**ASSIGNMENT A:**
According to the coffee DNA article, in which journal were the researchers' results published?
**ASSIGNMENT B:**
Continue the coffee DNA article from its final sentence.

== PAGE EXCERPT

WASHINGTON — Scientists have woken up and smelled the coffee — and analyzed its DNA.

They found that what we love about coffee — the caffeine — is a genetic quirk, not related to the caffeine in chocolate or tea.

“It’s an accident that has been frozen in place very likely by the influence of natural selection,” says University of Buffalo evolutionary biologist Victor Albert. He and more than 60 other researchers from around the world mapped out the genetic instruction book of java. Their results were published Thursday in the journal Science.

Albert says researchers discovered that caffeine developed separately in the coffee, tea and chocolate because it is in different genes in different areas of plants’ genomes.

But once coffee mutated to have caffeine — not just in the bean, there’s even more in the leaves — it turned out to be a good thing for the plant, Albert says. Bugs don’t chew on the coffee plant leaves because they don’t like the caffeine, but pollinators like bees do.

====
== DATA SUPPLIED

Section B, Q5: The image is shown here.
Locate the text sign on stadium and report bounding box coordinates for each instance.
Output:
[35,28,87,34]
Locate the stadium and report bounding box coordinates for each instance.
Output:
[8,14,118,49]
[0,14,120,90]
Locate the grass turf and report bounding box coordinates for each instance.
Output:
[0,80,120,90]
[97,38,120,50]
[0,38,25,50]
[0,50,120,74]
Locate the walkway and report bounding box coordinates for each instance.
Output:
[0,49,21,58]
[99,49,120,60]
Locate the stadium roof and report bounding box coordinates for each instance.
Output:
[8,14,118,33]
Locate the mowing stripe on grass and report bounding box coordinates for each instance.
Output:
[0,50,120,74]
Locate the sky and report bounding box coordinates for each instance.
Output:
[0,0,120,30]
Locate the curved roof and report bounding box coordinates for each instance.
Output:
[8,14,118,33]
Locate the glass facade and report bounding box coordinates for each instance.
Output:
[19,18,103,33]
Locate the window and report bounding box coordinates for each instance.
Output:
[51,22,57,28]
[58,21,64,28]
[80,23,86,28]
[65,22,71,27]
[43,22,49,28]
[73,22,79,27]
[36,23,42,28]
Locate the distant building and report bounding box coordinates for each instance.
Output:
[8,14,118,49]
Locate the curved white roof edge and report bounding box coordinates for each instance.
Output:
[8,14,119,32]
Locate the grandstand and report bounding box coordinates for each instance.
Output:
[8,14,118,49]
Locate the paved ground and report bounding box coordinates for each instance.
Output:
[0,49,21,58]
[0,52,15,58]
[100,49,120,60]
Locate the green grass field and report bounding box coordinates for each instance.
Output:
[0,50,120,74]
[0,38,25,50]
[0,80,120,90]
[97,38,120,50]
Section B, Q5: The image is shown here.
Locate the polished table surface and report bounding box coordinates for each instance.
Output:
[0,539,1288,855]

====
== DATA SUPPLIED

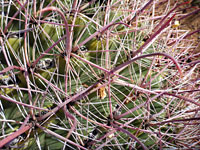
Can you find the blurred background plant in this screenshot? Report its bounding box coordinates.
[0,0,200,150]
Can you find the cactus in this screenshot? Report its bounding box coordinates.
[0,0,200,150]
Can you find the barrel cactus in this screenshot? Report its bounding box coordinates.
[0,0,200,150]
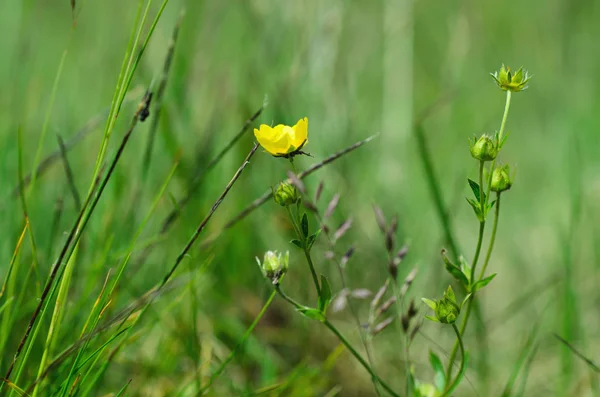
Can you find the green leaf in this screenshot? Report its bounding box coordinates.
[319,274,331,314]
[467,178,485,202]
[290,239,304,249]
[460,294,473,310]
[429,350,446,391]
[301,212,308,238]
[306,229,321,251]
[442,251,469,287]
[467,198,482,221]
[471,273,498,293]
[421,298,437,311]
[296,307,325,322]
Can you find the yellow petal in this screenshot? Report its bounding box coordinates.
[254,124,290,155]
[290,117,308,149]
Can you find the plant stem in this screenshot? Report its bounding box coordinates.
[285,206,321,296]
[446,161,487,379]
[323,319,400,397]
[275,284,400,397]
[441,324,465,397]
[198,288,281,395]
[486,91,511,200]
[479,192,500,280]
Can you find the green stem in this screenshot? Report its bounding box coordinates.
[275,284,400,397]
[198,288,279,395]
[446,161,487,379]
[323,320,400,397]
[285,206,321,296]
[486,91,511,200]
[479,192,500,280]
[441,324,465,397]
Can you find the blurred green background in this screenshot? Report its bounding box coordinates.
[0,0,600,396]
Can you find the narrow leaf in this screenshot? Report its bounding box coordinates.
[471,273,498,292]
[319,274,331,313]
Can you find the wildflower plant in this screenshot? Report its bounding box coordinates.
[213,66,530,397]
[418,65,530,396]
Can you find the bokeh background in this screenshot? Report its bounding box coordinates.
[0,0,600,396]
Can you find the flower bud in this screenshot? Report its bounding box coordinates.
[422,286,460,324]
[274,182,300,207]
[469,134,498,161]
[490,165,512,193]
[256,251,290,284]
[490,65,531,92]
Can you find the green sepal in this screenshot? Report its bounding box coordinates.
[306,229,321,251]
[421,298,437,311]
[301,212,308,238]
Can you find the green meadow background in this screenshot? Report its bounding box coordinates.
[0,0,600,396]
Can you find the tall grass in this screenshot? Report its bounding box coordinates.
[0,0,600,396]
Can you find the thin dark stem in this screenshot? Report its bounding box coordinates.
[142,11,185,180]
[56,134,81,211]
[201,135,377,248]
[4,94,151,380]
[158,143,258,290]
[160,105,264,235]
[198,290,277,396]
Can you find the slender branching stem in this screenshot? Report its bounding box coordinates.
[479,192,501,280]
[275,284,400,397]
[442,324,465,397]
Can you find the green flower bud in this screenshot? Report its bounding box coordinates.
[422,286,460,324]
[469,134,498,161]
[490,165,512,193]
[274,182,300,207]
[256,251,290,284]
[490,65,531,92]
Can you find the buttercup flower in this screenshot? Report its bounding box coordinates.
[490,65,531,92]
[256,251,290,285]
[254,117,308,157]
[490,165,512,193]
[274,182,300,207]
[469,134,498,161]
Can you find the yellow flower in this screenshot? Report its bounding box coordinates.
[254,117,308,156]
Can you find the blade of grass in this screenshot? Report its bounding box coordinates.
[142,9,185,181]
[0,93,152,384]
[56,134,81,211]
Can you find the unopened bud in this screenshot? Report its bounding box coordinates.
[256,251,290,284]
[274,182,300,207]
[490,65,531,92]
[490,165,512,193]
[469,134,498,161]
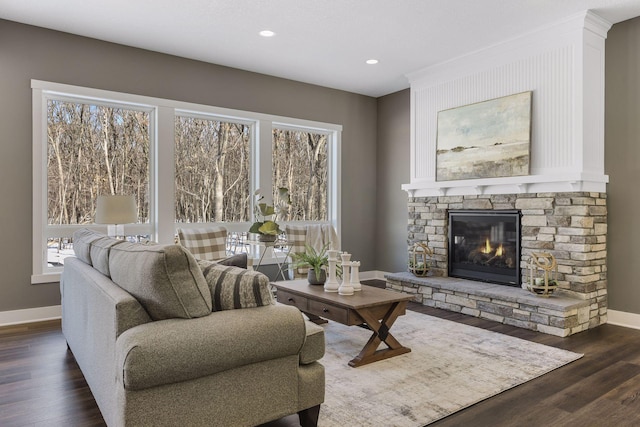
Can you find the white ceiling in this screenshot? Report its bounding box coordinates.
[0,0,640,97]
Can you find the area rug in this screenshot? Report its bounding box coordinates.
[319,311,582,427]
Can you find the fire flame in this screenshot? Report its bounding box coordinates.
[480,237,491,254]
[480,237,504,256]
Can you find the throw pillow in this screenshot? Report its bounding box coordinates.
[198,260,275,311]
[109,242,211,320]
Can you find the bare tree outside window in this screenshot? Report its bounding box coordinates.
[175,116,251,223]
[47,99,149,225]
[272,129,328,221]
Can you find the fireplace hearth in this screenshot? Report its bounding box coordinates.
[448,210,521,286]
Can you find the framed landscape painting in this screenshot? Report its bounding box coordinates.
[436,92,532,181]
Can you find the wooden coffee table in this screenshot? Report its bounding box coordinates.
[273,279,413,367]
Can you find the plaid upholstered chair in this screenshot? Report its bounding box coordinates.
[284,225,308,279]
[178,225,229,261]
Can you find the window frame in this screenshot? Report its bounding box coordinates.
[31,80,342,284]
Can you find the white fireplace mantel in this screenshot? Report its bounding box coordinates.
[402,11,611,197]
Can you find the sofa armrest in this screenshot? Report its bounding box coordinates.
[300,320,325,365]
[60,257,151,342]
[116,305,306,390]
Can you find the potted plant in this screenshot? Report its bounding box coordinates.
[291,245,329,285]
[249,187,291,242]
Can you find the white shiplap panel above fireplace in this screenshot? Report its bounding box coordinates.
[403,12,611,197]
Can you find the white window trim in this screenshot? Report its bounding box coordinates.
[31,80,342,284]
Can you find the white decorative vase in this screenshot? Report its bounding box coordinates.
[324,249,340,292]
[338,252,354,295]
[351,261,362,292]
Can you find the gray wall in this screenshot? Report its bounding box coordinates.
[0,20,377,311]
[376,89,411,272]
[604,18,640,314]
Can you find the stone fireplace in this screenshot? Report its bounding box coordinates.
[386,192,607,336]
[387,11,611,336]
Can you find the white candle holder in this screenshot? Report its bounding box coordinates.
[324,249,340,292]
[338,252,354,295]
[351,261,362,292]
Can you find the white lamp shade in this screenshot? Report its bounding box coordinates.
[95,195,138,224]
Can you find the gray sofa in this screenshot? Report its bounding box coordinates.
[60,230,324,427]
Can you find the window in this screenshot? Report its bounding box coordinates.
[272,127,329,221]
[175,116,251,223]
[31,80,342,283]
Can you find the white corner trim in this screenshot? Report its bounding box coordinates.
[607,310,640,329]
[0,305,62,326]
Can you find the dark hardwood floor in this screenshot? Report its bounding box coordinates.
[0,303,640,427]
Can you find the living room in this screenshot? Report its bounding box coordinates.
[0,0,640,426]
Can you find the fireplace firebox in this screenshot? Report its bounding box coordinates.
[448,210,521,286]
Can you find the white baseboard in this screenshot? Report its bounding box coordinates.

====
== DATA SUPPLIED

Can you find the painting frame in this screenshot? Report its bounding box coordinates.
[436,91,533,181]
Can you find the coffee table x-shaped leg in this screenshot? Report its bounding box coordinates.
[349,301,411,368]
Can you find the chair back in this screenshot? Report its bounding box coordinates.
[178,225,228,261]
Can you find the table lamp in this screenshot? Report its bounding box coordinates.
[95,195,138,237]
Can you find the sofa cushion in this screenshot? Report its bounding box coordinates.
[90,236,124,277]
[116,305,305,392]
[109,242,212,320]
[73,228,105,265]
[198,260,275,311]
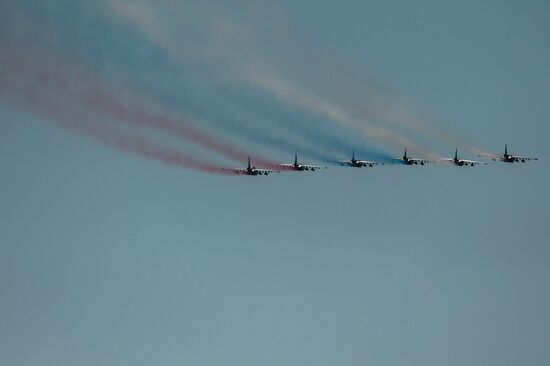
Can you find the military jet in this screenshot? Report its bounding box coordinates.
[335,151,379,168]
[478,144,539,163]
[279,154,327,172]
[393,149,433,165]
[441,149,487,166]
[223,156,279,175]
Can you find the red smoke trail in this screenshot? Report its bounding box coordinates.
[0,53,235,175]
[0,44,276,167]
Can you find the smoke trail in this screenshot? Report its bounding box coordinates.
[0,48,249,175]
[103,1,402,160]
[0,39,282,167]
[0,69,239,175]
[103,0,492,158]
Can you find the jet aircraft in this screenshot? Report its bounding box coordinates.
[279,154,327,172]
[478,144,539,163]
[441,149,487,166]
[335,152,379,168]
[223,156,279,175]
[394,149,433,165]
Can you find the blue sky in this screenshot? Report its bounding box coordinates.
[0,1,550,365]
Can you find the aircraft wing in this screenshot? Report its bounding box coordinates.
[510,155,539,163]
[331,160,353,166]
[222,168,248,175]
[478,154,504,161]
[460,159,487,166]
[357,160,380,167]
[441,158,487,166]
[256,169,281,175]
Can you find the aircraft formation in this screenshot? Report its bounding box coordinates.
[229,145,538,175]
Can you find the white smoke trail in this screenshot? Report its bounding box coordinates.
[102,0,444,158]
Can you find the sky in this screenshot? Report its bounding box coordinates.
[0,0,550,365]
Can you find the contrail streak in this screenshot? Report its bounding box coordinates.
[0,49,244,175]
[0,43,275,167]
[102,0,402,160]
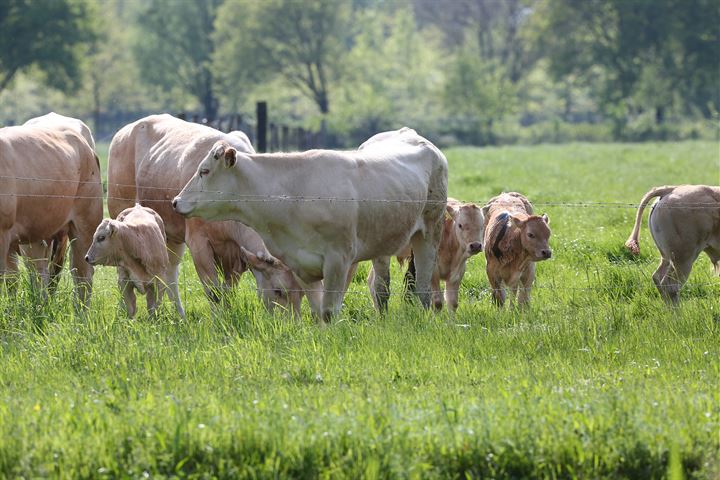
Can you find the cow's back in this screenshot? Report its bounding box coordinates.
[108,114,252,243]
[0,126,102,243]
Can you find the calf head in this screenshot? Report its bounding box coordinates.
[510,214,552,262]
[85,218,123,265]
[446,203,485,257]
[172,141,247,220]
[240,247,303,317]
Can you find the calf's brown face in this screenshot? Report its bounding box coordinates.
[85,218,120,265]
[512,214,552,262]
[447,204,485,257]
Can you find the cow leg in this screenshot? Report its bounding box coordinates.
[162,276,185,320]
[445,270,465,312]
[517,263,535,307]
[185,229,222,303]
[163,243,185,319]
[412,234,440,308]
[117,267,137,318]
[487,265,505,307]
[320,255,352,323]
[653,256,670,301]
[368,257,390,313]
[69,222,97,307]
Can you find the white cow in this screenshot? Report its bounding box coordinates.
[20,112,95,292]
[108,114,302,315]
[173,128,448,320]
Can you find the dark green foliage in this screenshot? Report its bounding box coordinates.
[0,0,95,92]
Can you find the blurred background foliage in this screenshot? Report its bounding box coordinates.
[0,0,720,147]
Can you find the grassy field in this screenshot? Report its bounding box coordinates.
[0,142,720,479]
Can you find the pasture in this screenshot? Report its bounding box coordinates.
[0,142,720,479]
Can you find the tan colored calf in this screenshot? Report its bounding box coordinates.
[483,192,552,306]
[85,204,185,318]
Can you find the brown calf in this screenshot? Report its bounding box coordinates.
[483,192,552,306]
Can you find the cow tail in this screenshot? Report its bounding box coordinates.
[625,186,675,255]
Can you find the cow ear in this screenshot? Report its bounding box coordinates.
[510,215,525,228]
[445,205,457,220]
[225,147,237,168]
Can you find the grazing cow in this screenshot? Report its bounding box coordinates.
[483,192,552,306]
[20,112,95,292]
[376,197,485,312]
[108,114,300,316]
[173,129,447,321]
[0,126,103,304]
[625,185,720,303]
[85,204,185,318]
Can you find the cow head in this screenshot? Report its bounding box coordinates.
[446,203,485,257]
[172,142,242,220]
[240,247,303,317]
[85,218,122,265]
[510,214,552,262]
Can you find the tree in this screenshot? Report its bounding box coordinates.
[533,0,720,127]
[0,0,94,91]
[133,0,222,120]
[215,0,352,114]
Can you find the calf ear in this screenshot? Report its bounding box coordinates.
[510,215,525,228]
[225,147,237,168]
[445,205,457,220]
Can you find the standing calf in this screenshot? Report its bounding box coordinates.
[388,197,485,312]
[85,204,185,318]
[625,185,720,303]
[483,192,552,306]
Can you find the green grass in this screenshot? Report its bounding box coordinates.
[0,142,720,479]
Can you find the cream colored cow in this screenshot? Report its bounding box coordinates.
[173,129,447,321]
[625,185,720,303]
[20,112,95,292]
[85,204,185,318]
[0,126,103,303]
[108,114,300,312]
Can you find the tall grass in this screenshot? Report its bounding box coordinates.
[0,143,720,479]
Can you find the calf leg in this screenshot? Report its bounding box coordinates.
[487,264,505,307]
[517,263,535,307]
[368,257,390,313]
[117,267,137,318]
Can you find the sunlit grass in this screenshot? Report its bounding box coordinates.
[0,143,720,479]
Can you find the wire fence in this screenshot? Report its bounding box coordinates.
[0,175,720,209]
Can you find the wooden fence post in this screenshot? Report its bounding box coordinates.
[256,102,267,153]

====

**REPLY A:**
Science

**REPLY B:**
“So pollinators come back for more — just like we do for our cups of coffee,” Albert says, admitting he also likes the buzz.

“It wakes me up every morning,” Albert says. “I wouldn’t be able to do all this fabulous work on coffee if it weren’t for the coffee itself.”

University of North Carolina plant genomics professor Jeff Dangl, who wasn’t part of the study, notes “natural selection to help coffee plants deter insects turned out so well for us.” But he adds, “Unfortunately, coffee is now under epidemic attack by pathogens that are not deterred by caffeine, and we need all the clever genetics and genomics to save it.”